Reproduce all of the entries below line for line, without changing anything, and leave out the pictures.

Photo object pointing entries
-=-=-
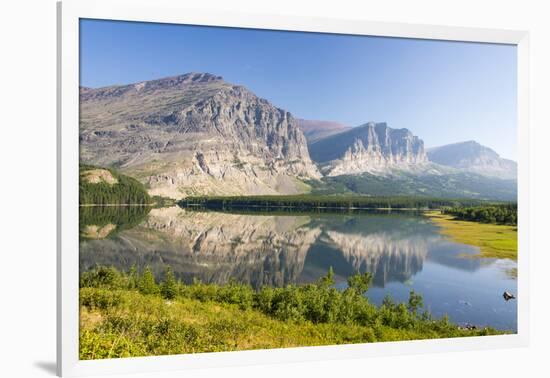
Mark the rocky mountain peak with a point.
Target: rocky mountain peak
(194, 134)
(473, 157)
(371, 147)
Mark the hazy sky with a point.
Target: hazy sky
(444, 92)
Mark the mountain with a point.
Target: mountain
(315, 130)
(473, 157)
(194, 134)
(372, 147)
(431, 181)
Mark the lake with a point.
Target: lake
(403, 250)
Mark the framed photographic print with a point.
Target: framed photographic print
(249, 188)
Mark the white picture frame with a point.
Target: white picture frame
(171, 11)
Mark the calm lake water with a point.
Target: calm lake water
(404, 251)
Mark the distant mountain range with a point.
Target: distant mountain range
(473, 157)
(196, 134)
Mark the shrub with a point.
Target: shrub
(169, 287)
(147, 284)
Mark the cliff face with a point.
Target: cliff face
(373, 148)
(194, 134)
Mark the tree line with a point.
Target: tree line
(497, 214)
(302, 202)
(127, 190)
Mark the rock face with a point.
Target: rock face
(194, 134)
(316, 130)
(473, 157)
(373, 148)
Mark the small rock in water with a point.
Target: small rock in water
(507, 296)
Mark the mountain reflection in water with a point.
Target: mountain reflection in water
(275, 249)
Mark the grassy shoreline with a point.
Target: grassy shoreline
(129, 314)
(494, 241)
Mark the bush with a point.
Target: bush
(147, 284)
(102, 299)
(169, 287)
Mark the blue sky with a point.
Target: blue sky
(444, 92)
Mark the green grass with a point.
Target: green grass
(126, 315)
(494, 241)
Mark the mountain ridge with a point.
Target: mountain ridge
(194, 133)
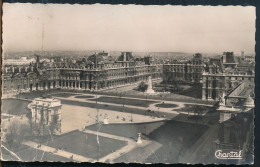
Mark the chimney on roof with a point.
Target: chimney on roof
(224, 57)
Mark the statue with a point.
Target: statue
(222, 100)
(150, 86)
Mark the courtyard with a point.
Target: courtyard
(160, 122)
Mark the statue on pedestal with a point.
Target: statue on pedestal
(149, 89)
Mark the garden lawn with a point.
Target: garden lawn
(86, 144)
(118, 100)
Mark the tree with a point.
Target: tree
(142, 86)
(54, 124)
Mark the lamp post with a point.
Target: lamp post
(97, 110)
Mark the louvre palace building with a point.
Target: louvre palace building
(99, 71)
(224, 75)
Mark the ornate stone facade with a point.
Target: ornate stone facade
(47, 111)
(99, 72)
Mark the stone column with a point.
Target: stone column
(203, 93)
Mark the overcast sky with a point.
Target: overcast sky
(128, 28)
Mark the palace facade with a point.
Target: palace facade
(99, 71)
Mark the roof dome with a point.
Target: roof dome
(249, 102)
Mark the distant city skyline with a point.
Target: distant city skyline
(189, 29)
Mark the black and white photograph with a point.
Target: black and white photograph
(142, 84)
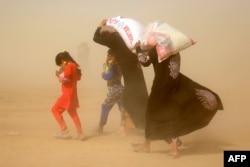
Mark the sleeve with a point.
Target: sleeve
(110, 73)
(142, 57)
(68, 70)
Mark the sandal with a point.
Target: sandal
(140, 147)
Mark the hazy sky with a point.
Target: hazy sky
(32, 32)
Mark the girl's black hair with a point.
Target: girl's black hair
(65, 56)
(111, 52)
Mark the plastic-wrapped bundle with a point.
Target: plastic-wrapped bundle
(129, 29)
(167, 39)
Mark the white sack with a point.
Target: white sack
(167, 39)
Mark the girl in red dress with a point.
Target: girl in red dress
(68, 75)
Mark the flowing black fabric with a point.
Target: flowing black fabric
(135, 94)
(177, 105)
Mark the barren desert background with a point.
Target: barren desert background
(32, 32)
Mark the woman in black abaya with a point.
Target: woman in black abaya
(135, 94)
(177, 105)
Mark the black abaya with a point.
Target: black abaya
(176, 105)
(135, 94)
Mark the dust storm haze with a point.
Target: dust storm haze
(32, 32)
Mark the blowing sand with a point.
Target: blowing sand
(27, 127)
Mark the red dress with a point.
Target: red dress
(69, 99)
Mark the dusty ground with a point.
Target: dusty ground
(27, 127)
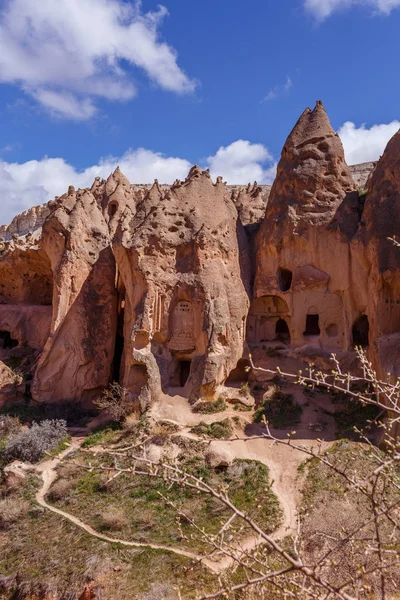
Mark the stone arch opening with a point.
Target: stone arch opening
(285, 277)
(182, 327)
(181, 373)
(312, 324)
(6, 341)
(360, 331)
(261, 322)
(119, 336)
(282, 331)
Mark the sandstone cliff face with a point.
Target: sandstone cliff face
(307, 289)
(77, 359)
(151, 285)
(181, 256)
(373, 245)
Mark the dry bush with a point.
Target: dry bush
(11, 510)
(60, 489)
(29, 445)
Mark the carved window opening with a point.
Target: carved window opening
(6, 341)
(239, 374)
(332, 330)
(312, 326)
(282, 331)
(182, 328)
(360, 332)
(112, 209)
(285, 277)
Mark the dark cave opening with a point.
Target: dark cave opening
(282, 331)
(312, 326)
(119, 342)
(285, 277)
(360, 331)
(180, 374)
(184, 371)
(6, 341)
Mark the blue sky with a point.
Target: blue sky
(87, 84)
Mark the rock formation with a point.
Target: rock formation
(160, 288)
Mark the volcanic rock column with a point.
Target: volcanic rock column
(305, 291)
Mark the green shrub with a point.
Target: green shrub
(30, 444)
(218, 430)
(206, 407)
(280, 410)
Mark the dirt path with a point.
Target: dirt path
(48, 472)
(282, 461)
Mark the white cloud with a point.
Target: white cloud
(364, 145)
(67, 53)
(34, 182)
(241, 162)
(278, 90)
(321, 9)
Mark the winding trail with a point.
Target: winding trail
(48, 472)
(281, 460)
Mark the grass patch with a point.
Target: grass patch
(220, 430)
(205, 407)
(103, 435)
(352, 415)
(135, 506)
(279, 409)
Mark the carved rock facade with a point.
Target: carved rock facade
(166, 288)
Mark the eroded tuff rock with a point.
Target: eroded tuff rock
(152, 285)
(307, 288)
(376, 250)
(183, 264)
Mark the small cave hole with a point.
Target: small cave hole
(284, 279)
(282, 331)
(332, 330)
(360, 332)
(112, 209)
(312, 326)
(6, 341)
(240, 373)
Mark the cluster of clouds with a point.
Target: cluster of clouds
(34, 182)
(322, 9)
(69, 53)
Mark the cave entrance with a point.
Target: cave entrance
(312, 326)
(6, 341)
(284, 279)
(282, 331)
(240, 373)
(184, 372)
(360, 332)
(112, 208)
(119, 337)
(181, 373)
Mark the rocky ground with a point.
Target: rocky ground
(71, 532)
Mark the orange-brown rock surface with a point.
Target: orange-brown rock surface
(159, 286)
-=-=-
### Exercise output
Mark the rocky mountain peak with a point.
Target: rocky mountain peak
(194, 134)
(473, 157)
(371, 147)
Mark the hazy sky with a point.
Target: hazy sky
(444, 92)
Mark the mountain with a point.
Target: mountain
(315, 130)
(473, 157)
(194, 134)
(372, 147)
(431, 181)
Mark the lake with a point.
Target: lake
(403, 250)
Mark the framed photographic print with a point.
Target: framed photographic print
(249, 188)
Mark the white picture frame with a point.
Target: white picture frame
(171, 11)
Mark the calm lake water with a point.
Target: calm lake water
(404, 251)
Mark the distant mountain range with a point.
Target: distant mountain range
(473, 157)
(196, 134)
Mark the shrub with a point.
Target: shrub
(169, 287)
(147, 284)
Mark the cliff face with a point.
Target: cliff face
(373, 148)
(194, 134)
Mark the tree line with a point.
Target: tree line
(497, 214)
(302, 202)
(127, 190)
Mark the rock face with a point.
Target: rock face
(194, 134)
(316, 130)
(473, 157)
(373, 148)
Mark the small rock in water with a point.
Target: small rock in water
(507, 296)
Mark the mountain reflection in water with a point.
Target: mountain reflection in water
(275, 249)
Mark the grassy shoreline with a point.
Target: grassy shoreline
(129, 314)
(494, 241)
Mark the bush with a point.
Target: bush
(147, 284)
(102, 299)
(169, 287)
Mark the blue sky with a point.
Target: blue sky
(444, 92)
Mark the green grass with a point.
Target: green grass
(126, 315)
(494, 241)
Mark the mountain ridge with a point.
Target: mountain ridge
(194, 133)
Mark the chimney on roof with a point.
Target: chimney on roof
(224, 57)
Mark the statue with a point.
Target: statue
(222, 100)
(150, 86)
Mark the courtyard with a point.
Target: courtyard
(160, 122)
Mark the statue on pedestal with a point.
Target: statue on pedestal
(149, 89)
Mark the garden lawn with a point.
Target: garden lawn
(86, 144)
(118, 100)
Mark the tree with a point.
Target: tree
(142, 86)
(54, 124)
Mark the lamp post with a point.
Target: lamp post
(97, 110)
Mark the louvre palace building with a point.
Target: louvre palace building
(99, 71)
(224, 75)
Mark the ornate stone facade with a point.
Target: ornate stone facade
(47, 111)
(99, 72)
Mark the stone column with a point.
Target: stone column
(203, 93)
Mark the overcast sky with a point.
Target: overcast sky
(128, 28)
Mark the palace facade with a point.
Target: palace facade
(99, 71)
Mark the roof dome with a point.
Target: roof dome
(249, 102)
Mark the distant city skyline with a point.
Target: distant city skyline
(189, 29)
Mark the black and white photograph with a point.
Target: black and white photograph
(142, 84)
Mark the sleeve with a point.
Target: sleeve
(110, 73)
(142, 57)
(68, 70)
Mark the sandal with a point.
Target: sandal
(140, 147)
Mark the hazy sky with a point.
Target: hazy sky
(32, 32)
Mark the girl's black hair with a point.
Target: girl's black hair
(65, 56)
(111, 52)
Mark the plastic-wrapped bundle with a point.
Target: plastic-wrapped bundle
(129, 29)
(167, 39)
Mark the white sack with a point.
Target: white sack
(167, 39)
Mark the girl in red dress with a point.
Target: girl in red dress
(68, 75)
Mark the flowing black fabric with a point.
Target: flowing black fabric
(135, 94)
(177, 105)
Mark the barren desert background with a point.
Target: barren desert background
(32, 32)
Mark the woman in black abaya with a point.
Target: woman in black abaya
(135, 94)
(177, 105)
Mark the black abaya with a point.
Target: black abaya
(176, 105)
(135, 94)
Mark the dust storm haze with a point.
Target: dust storm haze
(32, 32)
Mark the blowing sand with a point.
Target: blowing sand
(27, 127)
Mark the red dress with a point.
Target: red dress
(69, 99)
Mark the dusty ground with a point.
Target: dusty ground
(27, 127)
Mark the stone arch opening with a point.
Target: stone arch opening
(285, 277)
(182, 327)
(181, 373)
(312, 324)
(6, 341)
(360, 331)
(261, 322)
(119, 336)
(282, 331)
Mark the sandstone cliff face with a point.
Target: sandstone cliff face
(307, 289)
(77, 359)
(151, 285)
(181, 256)
(373, 245)
Mark the dry bush with a point.
Target: dry bush
(11, 510)
(60, 489)
(29, 445)
Mark the carved window opening with a point.
Target: carved window opening
(6, 341)
(239, 374)
(332, 330)
(312, 326)
(282, 331)
(182, 328)
(360, 332)
(112, 209)
(285, 277)
Mark the dark cave opening with a point.
Target: dark cave opening
(282, 331)
(312, 326)
(119, 342)
(285, 277)
(360, 331)
(180, 374)
(184, 371)
(6, 341)
Mark the blue sky with a point.
Target: blue sky
(87, 84)
Mark the rock formation with a point.
Target: rock formation
(160, 288)
Mark the volcanic rock column with a point.
Target: volcanic rock column
(305, 291)
Mark the green shrub with a point.
Target: green shrub
(30, 444)
(218, 430)
(206, 407)
(280, 410)
Mark the dirt path with a point.
Target: dirt path
(48, 472)
(282, 461)
Mark the white cloud with a point.
Target: white cloud
(364, 145)
(67, 53)
(34, 182)
(241, 162)
(278, 90)
(321, 9)
Mark the winding trail with a point.
Target: winding trail
(48, 472)
(281, 460)
Mark the grass patch with a point.
Target: grass patch
(220, 430)
(205, 407)
(103, 435)
(352, 415)
(135, 506)
(279, 409)
Mark the carved rock facade with a point.
Target: carved rock facade
(166, 288)
Mark the eroded tuff rock with a point.
Target: eroded tuff rock
(152, 285)
(307, 288)
(376, 250)
(183, 264)
Mark the small cave hole with a point.
Target: small cave hole
(284, 279)
(282, 331)
(332, 330)
(360, 332)
(112, 209)
(312, 326)
(6, 341)
(240, 373)
Mark the cluster of clouds with a point.
Target: cluster of clouds
(34, 182)
(322, 9)
(69, 53)
Mark the cave entrance with a point.
Target: cave entrance
(312, 326)
(6, 341)
(284, 279)
(282, 331)
(240, 373)
(184, 372)
(360, 332)
(112, 208)
(119, 337)
(181, 373)
Mark the rocky ground with a point.
Target: rocky ground
(71, 532)
Mark the orange-brown rock surface with a point.
Target: orange-brown rock surface
(159, 286)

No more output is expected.